## PROBLEM A:
Print the lines of the records that run from the line holding "pixel 98 156." through the line holding "pixel 20 121", inclusive.

## READING PASSAGE:
Gordon Maguire was at the same championship, sailing with Jill Connell and Wade Morgan on Odyssey. They won the Grand Masters division. Talking about Ichi Ban, he commented, "Basically, every time we race her, we learn something that we did not know previously. We haven't stopped learning how to sail them (TP52s), and almost every time we launch, she's faster. It's a really, really nice boat, and very user friendly, and I think we still have a little more in the tank."

As for their calendar for 2019, Maguire said, "Brisbane to Gladstone is next, and were looking forward to it over Easter." They have won the last two on corrected time, and I reckon the eyes might be on the hat trick. Just saying. "Back to Sydney after that to prepare for the Northern tour. We will do Sydney Gold Coast, Brisbane to Hamilton Island, and then Airlie Beach. We may come home after that, and begin the prep for Hobart.

Before we go, if you're looking for a job on Sydney's Northern Beaches, then Pantaenius Sail and Motor Yacht Insurance could be seeking you! There are two types of roles available. The first requires boating and sales experience for a senior position within the company. The second set of requirements is around administration, bookkeeping, claims and sales support. These latter roles not need to have boating experience, but it will obviously help. These ones may even suit the correct candidates who might be looking to be a part-timer at their fun and friendly Warriewood offices.

There is always a lot to do, and much to learn, so a good work ethic is essential. Pantaenius is a family business headquartered in Hamburg, so there is plenty of opportunity to grow in an international sense. Incidentally, the Australian arm has been doing just that for nigh on seven years now. As Pantaenius themselves say, 'whilst insurance may sound like a boring industry to work within, we can assure you that yacht insurance is quite different!' Having worked with them for six years now, I can attest to that personally.

## INFORMATION SUPPLIED:
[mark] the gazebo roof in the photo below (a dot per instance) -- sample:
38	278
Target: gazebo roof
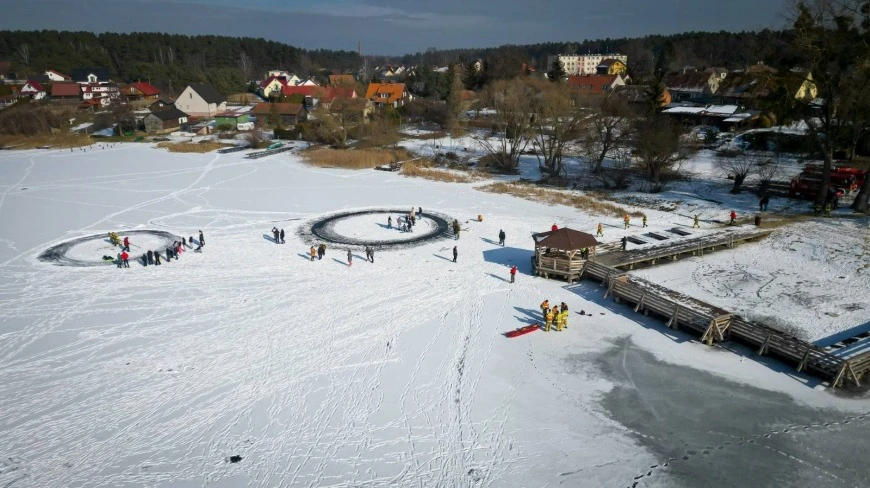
565	239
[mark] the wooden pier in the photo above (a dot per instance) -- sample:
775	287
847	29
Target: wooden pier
839	366
696	246
268	152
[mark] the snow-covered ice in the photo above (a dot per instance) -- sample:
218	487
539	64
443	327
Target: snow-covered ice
375	229
386	374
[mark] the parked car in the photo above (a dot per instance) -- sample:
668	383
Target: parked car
807	188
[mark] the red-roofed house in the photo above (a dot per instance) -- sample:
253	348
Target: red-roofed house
305	91
66	91
101	91
388	94
272	86
6	70
140	90
595	84
290	113
342	80
33	89
314	95
57	76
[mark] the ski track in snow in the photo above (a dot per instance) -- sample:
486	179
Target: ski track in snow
157	352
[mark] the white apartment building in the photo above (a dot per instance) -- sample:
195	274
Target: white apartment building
583	64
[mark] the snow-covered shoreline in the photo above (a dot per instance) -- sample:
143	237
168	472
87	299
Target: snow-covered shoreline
393	373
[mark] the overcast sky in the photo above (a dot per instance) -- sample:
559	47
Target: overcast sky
396	27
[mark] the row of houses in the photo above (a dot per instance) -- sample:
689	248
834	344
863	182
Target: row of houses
749	86
279	83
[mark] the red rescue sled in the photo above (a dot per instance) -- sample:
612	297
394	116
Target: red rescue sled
522	330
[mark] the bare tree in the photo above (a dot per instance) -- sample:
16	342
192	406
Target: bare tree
606	131
833	38
24	53
767	171
739	166
511	123
658	151
555	122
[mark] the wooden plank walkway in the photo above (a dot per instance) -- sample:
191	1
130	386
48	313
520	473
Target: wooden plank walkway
714	324
696	246
268	152
227	150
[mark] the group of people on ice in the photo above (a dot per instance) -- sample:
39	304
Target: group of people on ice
406	223
554	317
152	257
278	235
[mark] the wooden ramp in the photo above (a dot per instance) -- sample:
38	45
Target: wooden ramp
671	251
713	324
268	152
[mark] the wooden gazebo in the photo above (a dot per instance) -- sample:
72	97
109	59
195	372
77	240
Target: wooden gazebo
562	253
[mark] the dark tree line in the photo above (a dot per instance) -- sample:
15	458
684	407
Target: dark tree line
169	61
728	49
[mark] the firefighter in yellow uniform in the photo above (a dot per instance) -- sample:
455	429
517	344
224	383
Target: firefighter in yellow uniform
560	320
549	321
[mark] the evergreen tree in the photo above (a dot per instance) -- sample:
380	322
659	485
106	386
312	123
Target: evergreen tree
454	101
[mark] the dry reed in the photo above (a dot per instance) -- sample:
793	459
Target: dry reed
191	147
422	170
354	158
528	191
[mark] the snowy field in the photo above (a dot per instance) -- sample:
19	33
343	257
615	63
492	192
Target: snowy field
250	365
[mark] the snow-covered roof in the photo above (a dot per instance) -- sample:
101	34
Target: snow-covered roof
721	109
685	110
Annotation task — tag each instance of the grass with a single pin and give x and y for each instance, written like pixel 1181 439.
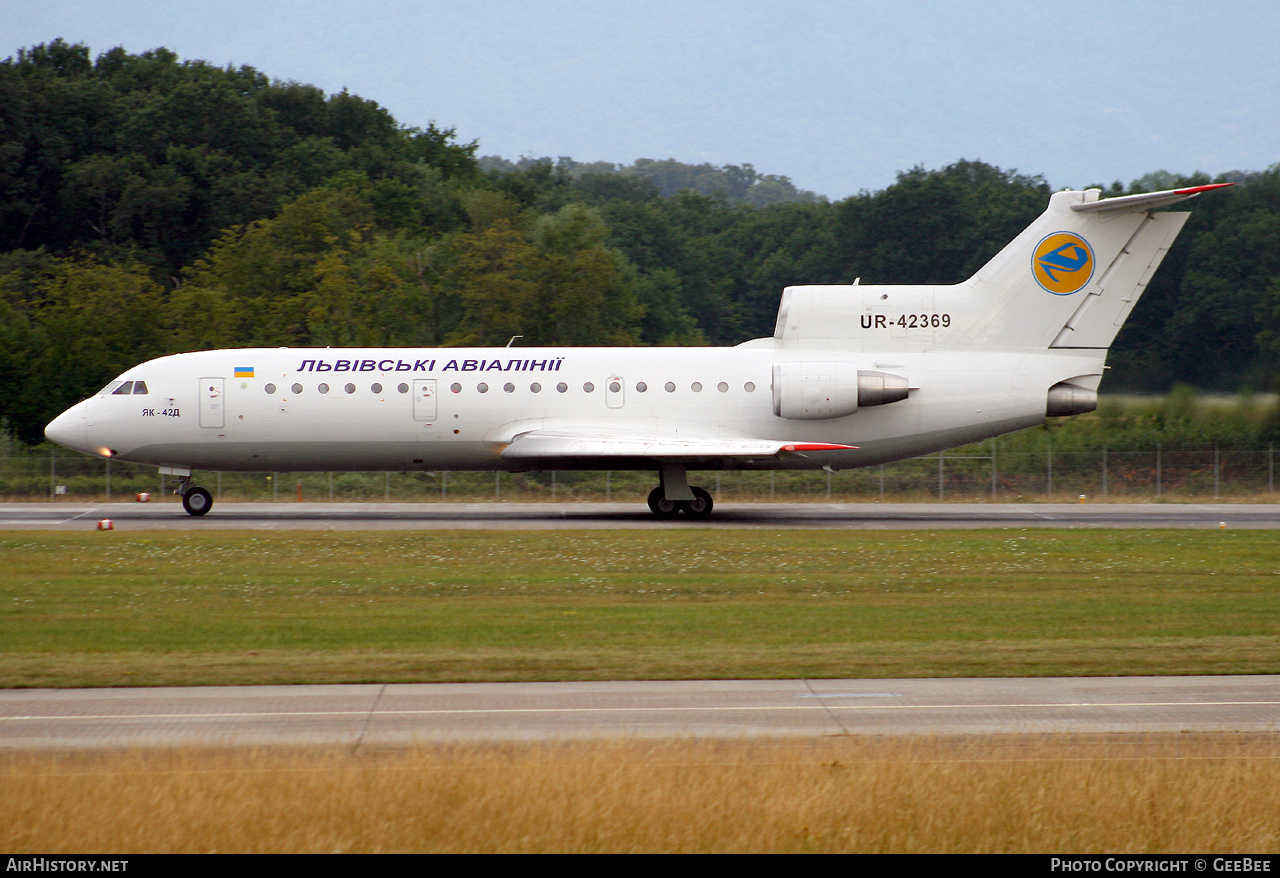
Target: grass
pixel 1168 794
pixel 115 608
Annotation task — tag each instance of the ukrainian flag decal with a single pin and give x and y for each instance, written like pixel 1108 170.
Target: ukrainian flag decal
pixel 1063 263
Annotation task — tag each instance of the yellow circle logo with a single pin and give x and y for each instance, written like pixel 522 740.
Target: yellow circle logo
pixel 1063 263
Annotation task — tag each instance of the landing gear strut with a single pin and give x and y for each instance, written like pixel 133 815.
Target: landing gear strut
pixel 673 495
pixel 195 499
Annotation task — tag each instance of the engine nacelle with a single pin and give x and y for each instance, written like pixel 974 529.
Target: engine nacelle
pixel 817 391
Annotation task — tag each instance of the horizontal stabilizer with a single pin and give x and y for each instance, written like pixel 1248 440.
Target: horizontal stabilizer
pixel 547 444
pixel 1146 200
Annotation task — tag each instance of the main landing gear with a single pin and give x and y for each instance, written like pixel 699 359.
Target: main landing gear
pixel 673 495
pixel 195 499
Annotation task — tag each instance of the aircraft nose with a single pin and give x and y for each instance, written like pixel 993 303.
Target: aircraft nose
pixel 67 430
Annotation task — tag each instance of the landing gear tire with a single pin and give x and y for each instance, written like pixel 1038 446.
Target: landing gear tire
pixel 197 501
pixel 699 507
pixel 661 506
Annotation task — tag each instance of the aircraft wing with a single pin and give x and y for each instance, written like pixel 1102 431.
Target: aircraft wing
pixel 544 444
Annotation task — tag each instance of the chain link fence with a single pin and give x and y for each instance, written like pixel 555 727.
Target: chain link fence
pixel 974 474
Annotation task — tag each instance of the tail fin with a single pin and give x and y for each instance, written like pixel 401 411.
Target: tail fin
pixel 1066 282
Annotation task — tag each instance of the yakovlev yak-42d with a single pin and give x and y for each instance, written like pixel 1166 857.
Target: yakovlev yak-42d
pixel 854 375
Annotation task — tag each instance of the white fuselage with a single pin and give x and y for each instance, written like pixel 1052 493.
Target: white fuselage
pixel 457 408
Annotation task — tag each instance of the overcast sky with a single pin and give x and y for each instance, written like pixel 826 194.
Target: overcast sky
pixel 839 95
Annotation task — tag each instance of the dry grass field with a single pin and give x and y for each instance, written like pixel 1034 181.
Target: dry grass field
pixel 1046 795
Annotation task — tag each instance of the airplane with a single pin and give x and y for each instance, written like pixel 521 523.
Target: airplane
pixel 854 375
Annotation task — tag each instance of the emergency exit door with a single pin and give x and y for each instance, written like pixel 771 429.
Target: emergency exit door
pixel 213 403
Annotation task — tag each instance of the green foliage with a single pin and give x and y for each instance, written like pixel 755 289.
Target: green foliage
pixel 151 205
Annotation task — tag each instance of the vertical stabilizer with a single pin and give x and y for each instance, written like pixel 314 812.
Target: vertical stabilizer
pixel 1070 279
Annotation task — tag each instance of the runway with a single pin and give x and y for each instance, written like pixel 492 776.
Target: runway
pixel 398 714
pixel 394 714
pixel 542 516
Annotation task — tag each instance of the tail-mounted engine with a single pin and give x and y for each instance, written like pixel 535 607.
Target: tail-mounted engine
pixel 816 391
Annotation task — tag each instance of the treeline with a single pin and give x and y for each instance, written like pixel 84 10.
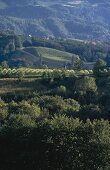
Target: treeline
pixel 88 51
pixel 62 125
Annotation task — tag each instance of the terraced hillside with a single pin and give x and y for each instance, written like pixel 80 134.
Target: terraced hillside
pixel 84 19
pixel 37 57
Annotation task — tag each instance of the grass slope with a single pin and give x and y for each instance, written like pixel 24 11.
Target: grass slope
pixel 51 57
pixel 30 57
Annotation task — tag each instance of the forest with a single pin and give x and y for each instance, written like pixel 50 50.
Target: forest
pixel 55 119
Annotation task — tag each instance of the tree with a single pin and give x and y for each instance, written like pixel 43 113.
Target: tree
pixel 99 67
pixel 4 65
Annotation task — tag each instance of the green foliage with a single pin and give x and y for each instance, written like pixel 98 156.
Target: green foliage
pixel 20 121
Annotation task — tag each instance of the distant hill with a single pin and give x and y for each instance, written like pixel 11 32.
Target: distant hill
pixel 38 57
pixel 84 19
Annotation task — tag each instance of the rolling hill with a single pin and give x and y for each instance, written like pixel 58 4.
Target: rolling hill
pixel 74 19
pixel 37 57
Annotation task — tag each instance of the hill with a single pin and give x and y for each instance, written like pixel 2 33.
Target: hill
pixel 85 19
pixel 37 57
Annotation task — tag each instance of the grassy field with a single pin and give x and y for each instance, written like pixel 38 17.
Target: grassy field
pixel 30 57
pixel 51 54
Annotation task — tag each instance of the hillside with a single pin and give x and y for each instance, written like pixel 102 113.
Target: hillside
pixel 36 57
pixel 85 19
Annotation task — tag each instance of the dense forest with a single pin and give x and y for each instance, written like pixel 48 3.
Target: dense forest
pixel 55 119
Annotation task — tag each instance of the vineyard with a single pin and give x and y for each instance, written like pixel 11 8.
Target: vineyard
pixel 41 73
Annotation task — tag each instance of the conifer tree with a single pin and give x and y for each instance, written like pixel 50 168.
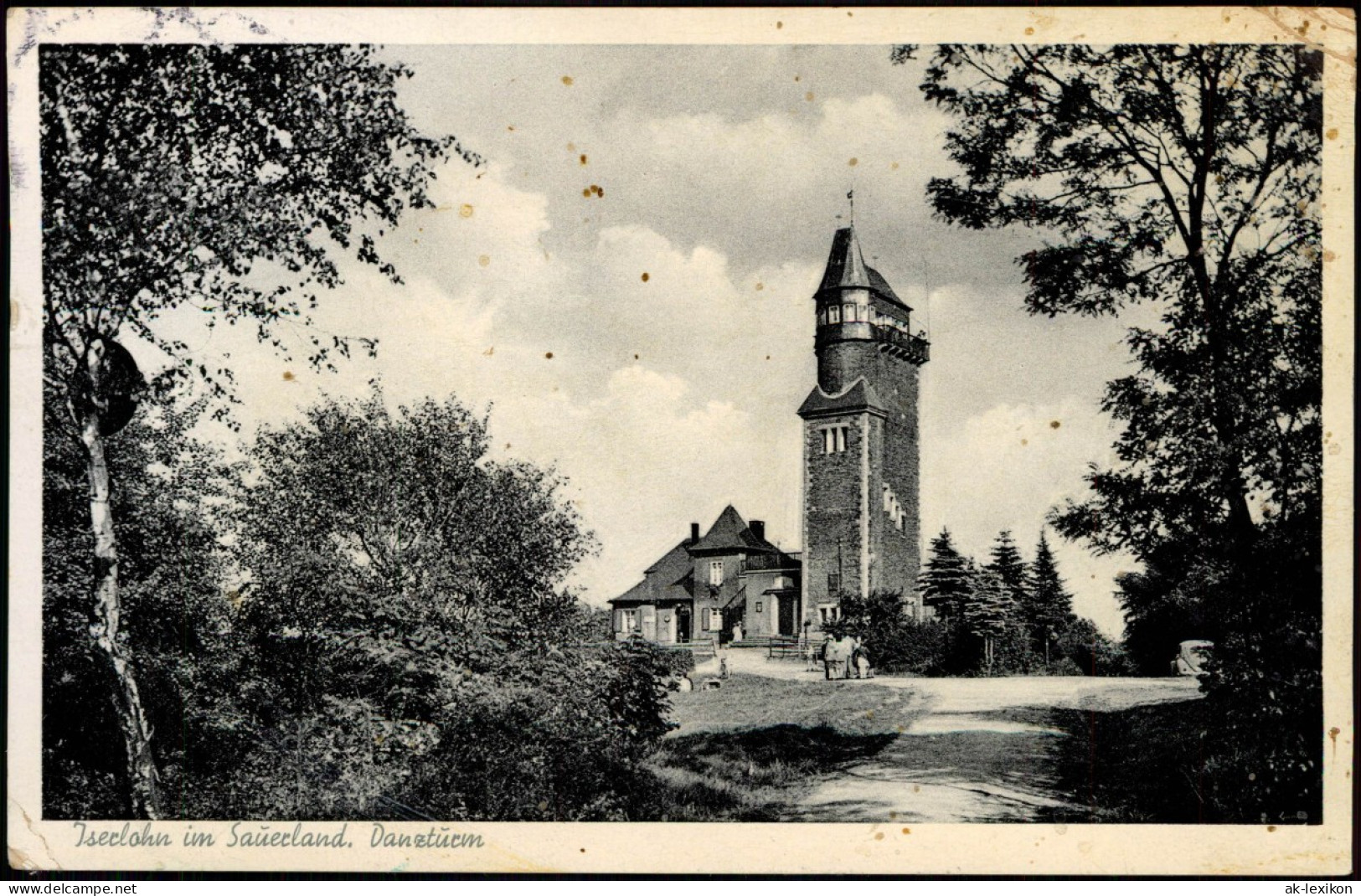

## PROBLEM B:
Answer these questions from the sailing passage, one per line:
(i) Which division did Odyssey win at the championship?
(ii) Where is Pantaenius headquartered?
(iii) Which race does Maguire name as next on the 2019 calendar?

## FINISHED ANSWER A:
Annotation task — tag each instance of the green foliage with a single pin and give x and y for each instance, written like pixel 98 156.
Target: green foliage
pixel 20 121

## FINISHED ANSWER B:
(i) The Grand Masters division
(ii) Hamburg
(iii) Brisbane to Gladstone